## WHAT THE TASK REQUIRES:
Copy the Suzuka race report starting with "Last year, the" and going on through "the all-time list.", and swap "Grand Prix" for "race".

## EXTRACT:
After a promising qualifying performance, Nico Rosberg will have been frustrated to end the race in tenth, exactly where he started. However, Rubens Barrichello would have settled for that outcome, as he collided with Nick Heidfeld at the start. The 2003 race winner would eventually finish 12th.
Last year, the Red Bull cars lined up fourth and sixth on the grid at Suzuka. A sign of their huge drop-off in form in 2006 was seen in qualifying on Saturday, when both Robert Doornbos and David Coulthard were eliminated in the first period - unlike Tonio Liuzzi, who is effectively driving last year's Red Bull chassis under the Toro Rosso name.
Doornbos was able to spare the team's blushes by beating Liuzzi in the race, although the Italian did himself no favours by spinning away his advantage early on. After a sequence of mechanical problems early in the year, this was Coulthard's first retirement since the Nurburgring, 12 races ago. The Scotsman started his 210th Grand Prix on Sunday, tying Gerhard Berger for fourth in the all-time list.
There was plenty of support for Aguri Suzuki's team in the stands throughout the Suzuka weekend, and prior to the race, Suzuki demonstrated the Lola-Lamborghini in which he became the first Japanese driver to score an F1 podium, on the very same circuit, in 1990. In the race itself, the team were able to reward the fans by getting both their cars home for only the fourth time in 2006.

Stored rows:
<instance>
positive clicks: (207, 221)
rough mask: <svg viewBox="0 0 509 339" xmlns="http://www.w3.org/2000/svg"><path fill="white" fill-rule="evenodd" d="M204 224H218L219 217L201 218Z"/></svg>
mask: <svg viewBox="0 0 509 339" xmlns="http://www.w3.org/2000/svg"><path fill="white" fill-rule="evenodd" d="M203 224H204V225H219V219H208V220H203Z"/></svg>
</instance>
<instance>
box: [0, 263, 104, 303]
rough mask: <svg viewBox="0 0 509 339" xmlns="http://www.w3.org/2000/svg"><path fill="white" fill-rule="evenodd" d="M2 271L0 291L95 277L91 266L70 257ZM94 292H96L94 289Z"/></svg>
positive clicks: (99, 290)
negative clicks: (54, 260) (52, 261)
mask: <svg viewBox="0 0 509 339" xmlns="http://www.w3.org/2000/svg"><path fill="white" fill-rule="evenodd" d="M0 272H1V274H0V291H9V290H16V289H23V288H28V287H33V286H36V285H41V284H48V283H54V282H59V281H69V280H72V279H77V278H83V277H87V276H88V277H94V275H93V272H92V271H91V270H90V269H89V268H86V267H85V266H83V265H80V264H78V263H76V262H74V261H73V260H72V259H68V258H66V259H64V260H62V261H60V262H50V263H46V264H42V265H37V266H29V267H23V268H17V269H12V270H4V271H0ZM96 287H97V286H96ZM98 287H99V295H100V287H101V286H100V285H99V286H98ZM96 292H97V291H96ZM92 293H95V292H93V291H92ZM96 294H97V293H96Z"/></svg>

## OUTPUT BELOW:
Last year, the Red Bull cars lined up fourth and sixth on the grid at Suzuka. A sign of their huge drop-off in form in 2006 was seen in qualifying on Saturday, when both Robert Doornbos and David Coulthard were eliminated in the first period - unlike Tonio Liuzzi, who is effectively driving last year's Red Bull chassis under the Toro Rosso name.
Doornbos was able to spare the team's blushes by beating Liuzzi in the race, although the Italian did himself no favours by spinning away his advantage early on. After a sequence of mechanical problems early in the year, this was Coulthard's first retirement since the Nurburgring, 12 races ago. The Scotsman started his 210th race on Sunday, tying Gerhard Berger for fourth in the all-time list.